▼

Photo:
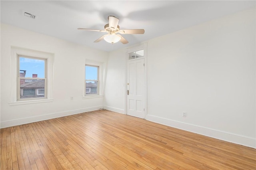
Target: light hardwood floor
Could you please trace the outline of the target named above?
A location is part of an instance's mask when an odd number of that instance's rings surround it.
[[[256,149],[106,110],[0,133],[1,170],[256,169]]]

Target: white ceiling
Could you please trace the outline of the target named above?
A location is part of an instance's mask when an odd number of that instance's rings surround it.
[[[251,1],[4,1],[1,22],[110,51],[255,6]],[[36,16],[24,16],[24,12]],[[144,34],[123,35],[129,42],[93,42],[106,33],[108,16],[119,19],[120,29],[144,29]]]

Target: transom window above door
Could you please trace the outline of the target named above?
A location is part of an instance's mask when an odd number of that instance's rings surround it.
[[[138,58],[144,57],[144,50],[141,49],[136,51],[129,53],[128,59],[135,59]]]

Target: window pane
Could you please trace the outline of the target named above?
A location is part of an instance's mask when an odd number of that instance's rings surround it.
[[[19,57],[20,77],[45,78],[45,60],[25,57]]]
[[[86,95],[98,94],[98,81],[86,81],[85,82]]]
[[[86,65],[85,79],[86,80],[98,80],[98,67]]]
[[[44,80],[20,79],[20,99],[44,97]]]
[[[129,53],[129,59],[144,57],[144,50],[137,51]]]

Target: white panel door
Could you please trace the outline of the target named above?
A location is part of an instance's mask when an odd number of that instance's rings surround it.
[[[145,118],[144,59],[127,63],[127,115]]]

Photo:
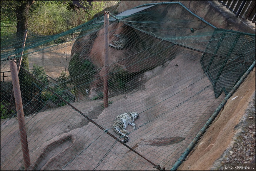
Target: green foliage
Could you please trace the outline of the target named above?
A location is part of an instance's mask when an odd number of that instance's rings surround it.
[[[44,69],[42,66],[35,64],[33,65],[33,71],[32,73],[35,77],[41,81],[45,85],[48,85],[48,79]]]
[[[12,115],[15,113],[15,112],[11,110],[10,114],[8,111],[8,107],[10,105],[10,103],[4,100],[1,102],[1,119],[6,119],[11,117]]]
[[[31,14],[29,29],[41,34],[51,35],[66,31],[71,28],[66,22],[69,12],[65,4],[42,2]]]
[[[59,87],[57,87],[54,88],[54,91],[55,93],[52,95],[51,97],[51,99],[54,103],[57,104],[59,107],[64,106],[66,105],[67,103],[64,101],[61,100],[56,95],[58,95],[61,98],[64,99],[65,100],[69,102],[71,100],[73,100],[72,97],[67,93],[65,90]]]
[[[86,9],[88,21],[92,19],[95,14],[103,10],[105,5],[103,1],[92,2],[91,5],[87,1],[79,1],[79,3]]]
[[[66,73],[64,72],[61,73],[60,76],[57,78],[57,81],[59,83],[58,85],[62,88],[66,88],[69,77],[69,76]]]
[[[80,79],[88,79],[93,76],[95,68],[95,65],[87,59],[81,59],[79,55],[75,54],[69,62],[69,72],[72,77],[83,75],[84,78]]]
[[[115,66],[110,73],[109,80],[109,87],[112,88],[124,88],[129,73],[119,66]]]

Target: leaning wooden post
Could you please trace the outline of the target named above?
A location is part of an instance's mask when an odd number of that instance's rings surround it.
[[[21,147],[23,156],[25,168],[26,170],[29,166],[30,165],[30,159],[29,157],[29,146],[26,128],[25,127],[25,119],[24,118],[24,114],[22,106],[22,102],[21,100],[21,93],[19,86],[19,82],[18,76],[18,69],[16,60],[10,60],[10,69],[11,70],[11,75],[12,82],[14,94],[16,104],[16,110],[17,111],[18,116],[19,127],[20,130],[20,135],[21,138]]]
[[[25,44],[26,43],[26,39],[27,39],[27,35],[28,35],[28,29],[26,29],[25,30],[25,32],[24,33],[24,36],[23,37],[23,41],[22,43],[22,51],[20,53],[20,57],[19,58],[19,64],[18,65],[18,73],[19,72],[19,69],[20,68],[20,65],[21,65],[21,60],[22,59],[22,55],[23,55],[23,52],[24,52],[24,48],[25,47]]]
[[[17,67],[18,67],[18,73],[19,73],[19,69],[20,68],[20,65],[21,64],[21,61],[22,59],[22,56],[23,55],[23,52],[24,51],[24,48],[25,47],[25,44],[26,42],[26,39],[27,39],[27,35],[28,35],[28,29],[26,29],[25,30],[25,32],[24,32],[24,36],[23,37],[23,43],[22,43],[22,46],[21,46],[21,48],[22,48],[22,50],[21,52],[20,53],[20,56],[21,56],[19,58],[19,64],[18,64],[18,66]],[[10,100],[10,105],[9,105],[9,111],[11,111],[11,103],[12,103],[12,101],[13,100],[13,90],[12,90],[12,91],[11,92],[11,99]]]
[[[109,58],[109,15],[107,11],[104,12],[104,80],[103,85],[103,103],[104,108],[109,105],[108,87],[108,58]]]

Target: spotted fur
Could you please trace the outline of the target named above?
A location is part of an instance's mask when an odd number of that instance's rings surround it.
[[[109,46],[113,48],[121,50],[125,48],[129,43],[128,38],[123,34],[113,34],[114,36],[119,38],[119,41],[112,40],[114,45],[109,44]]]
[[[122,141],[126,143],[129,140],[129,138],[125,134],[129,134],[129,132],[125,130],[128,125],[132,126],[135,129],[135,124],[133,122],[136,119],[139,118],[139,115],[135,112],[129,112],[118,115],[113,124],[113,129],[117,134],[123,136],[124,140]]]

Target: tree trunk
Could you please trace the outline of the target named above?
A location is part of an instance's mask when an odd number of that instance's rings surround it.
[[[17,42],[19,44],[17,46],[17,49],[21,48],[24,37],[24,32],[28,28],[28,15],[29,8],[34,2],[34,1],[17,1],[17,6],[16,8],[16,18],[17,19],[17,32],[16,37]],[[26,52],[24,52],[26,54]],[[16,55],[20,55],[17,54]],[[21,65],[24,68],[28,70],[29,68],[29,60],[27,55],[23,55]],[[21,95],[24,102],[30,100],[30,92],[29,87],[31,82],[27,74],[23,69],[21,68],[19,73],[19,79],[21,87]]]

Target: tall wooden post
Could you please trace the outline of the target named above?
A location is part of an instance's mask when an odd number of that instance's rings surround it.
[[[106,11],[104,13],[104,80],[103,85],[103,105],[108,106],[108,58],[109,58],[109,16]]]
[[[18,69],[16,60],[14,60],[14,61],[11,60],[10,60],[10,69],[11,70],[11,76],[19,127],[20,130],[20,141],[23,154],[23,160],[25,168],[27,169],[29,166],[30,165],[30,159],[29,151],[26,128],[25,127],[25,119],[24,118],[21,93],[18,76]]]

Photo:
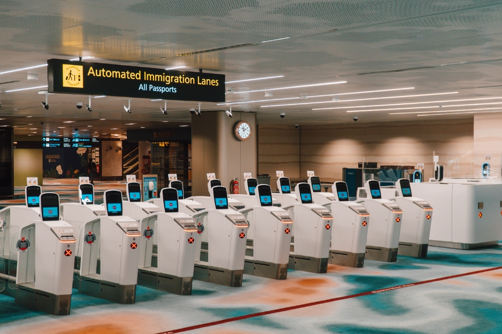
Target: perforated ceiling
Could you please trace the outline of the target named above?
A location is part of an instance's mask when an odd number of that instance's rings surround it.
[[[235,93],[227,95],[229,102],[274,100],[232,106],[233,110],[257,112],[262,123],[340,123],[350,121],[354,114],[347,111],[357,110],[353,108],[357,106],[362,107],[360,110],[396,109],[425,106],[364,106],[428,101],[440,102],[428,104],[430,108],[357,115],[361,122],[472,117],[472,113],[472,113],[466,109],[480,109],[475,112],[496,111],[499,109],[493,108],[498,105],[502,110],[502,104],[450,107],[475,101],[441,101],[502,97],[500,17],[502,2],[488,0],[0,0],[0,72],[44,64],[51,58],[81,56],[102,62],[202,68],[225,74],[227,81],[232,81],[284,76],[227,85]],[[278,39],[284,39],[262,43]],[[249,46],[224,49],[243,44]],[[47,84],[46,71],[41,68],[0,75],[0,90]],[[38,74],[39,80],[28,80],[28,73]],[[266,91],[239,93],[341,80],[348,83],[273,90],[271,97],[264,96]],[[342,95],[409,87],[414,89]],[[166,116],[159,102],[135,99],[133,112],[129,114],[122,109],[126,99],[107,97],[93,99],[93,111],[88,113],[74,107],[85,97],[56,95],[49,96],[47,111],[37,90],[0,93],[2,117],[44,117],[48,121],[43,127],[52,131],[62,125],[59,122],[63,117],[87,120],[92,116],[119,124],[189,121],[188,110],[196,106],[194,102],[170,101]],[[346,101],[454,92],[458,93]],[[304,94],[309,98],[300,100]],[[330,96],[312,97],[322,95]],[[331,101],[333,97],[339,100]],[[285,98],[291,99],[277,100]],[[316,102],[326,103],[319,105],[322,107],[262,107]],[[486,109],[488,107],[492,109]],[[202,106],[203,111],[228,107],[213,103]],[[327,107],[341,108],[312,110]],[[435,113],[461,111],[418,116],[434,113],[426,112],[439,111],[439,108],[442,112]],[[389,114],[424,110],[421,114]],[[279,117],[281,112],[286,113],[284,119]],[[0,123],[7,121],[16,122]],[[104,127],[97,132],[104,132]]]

▲

### Description of the task
Put the rows in the stretch from the start of the rows through the line containing "[[[256,149],[106,110],[0,133],[1,170],[256,169]]]" into a two-column CSV with the headers text and answer, giving each row one line with its text and its answer in separate quoted fields and every line break replaced by a space. Leave the pictures out.

### Answer in full
text,answer
"Photo: Target: light hardwood floor Could you please trace the outline of the target named above? A location is part of an instance's mask when an odd number of that instance's rings surround it.","[[[256,149],[106,110],[0,133],[1,170],[256,169]]]"